Page excerpt:
** BEGIN **

Nitsche’s method for dirichlet and contact boundary conditions

GetFEM provides a generic implementation of Nitche’s method which allows to account for Dirichlet type or contact with friction boundary conditions in a weak sense without the use of Lagrange multipliers. The method is very attractive because it transforms a Dirichlet boundary condition into a weak term similar to a Neumann boundary condition. However, this advantage is at the cost that the implementation of Nitche’s method is model dependent, since it requires an approximation of the corresponding Neumann term. In order to add a boundary condition with Nitsche’s method on a variable of a model, the corresponding brick needs to have access to an approximation of the Neumann term of all partial differential terms applied to this variable. In the following, considering a variable \(u\), we will denote by

\[G\]

the sum of all Neumann terms on this variable. Note that the Neumann term \(G\) will often depend on the variable \(u\) but it may also depend on other variables of the model. This is the case for instance for mixed formulations of incompressible elasticity. The Neumann terms depend also frequently on some parameters of the model (elasticity coefficients …) but this is assumed to be contained in its expression.

For instance, if there is a Laplace term (\(\Delta u\)), applied on the variable \(u\), the Neumann term will be \(G = \dfrac{\partial u}{\partial n}\) where \(n\) is the outward unit normal on the considered boundary. If \(u\) represents the displacements of a deformable body, the Neumann term will be \(G = \sigma(u)n\), where \(\sigma(u)\) is the stress tensor depending on the constitutive law. Of course, in that case \(G\) also depends on some material parameters. If additionally a mixed incompressibility brick is added with a variable \(p\) denoting the pressure, the Neumann term on \(u\) will depend on \(p\) in the following way: \(G = \sigma(u)n - pn\)

** END **

Stored records:
** BEGIN **

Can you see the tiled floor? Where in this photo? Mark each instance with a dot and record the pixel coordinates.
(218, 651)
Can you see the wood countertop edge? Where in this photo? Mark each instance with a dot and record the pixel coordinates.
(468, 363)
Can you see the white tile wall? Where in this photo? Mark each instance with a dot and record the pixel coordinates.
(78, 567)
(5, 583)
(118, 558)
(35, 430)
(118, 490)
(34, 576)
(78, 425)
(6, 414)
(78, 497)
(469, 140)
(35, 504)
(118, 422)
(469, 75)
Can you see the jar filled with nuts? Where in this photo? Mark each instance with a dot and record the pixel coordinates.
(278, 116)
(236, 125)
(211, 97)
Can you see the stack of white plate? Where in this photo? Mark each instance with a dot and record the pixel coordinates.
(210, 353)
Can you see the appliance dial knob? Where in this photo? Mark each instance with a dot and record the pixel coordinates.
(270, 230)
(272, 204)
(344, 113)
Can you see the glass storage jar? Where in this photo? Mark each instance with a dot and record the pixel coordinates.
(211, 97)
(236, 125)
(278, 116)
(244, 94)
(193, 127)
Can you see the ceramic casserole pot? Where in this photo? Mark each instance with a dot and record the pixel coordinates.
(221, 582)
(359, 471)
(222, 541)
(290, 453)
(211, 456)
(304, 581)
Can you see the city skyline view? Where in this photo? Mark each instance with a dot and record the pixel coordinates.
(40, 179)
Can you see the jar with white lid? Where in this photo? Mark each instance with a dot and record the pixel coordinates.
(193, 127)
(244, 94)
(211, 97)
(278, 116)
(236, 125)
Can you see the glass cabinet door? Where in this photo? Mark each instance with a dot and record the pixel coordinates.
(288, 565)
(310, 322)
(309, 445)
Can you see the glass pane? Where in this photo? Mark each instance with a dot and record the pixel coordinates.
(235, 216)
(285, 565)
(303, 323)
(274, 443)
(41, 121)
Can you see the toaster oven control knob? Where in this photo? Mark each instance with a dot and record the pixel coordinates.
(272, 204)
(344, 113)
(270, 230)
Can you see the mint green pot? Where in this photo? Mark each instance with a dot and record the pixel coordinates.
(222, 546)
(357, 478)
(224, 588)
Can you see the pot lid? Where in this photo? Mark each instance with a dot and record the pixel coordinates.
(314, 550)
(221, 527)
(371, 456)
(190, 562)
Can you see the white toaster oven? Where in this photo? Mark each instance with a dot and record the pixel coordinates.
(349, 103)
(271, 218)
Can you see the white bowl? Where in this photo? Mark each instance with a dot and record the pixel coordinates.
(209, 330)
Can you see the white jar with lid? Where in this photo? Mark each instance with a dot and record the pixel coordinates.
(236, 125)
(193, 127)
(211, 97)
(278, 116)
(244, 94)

** END **

Task list:
(A) Rewrite the paragraph of the Nitsche's method page that begins "For instance, if there is a Laplace term" as a short bulleted list, keeping its main facts.
(B) Answer these questions from the Nitsche's method page, one line each:
(i) What does the GetFEM implementation of Nitsche's method avoid using to impose the boundary conditions?
(ii) The page names one case where the Neumann term depends on other variables of the model. What is that case?
(iii) What does n denote in the Neumann term for the Laplace case?
(C) Set down the stretch of the Nitsche's method page from "For instance, if" through "way: \(G = \sigma(u)n - pn\)", word for word.

Answer list:
(A)
- With a Laplace term (Δu) applied on the variable u, the Neumann term is G = ∂u/∂n. Here n is the outward unit normal on the considered boundary.
- If u represents the displacements of a deformable body, the Neumann term is G = σ(u)n. Here σ(u) is the stress tensor, which depends on the constitutive law. In this case G also depends on some material parameters.
- If a mixed incompressibility brick is added with a pressure variable p, the Neumann term on u becomes G = σ(u)n − pn.

(B)
(i) Lagrange multipliers.
(ii) Mixed formulations of incompressible elasticity.
(iii) The outward unit normal on the considered boundary.

(C)
For instance, if there is a Laplace term (\(\Delta u\)), applied on the variable \(u\), the Neumann term will be \(G = \dfrac{\partial u}{\partial n}\) where \(n\) is the outward unit normal on the considered boundary. If \(u\) represents the displacements of a deformable body, the Neumann term will be \(G = \sigma(u)n\), where \(\sigma(u)\) is the stress tensor depending on the constitutive law. Of course, in that case \(G\) also depends on some material parameters. If additionally a mixed incompressibility brick is added with a variable \(p\) denoting the pressure, the Neumann term on \(u\) will depend on \(p\) in the following way: \(G = \sigma(u)n - pn\)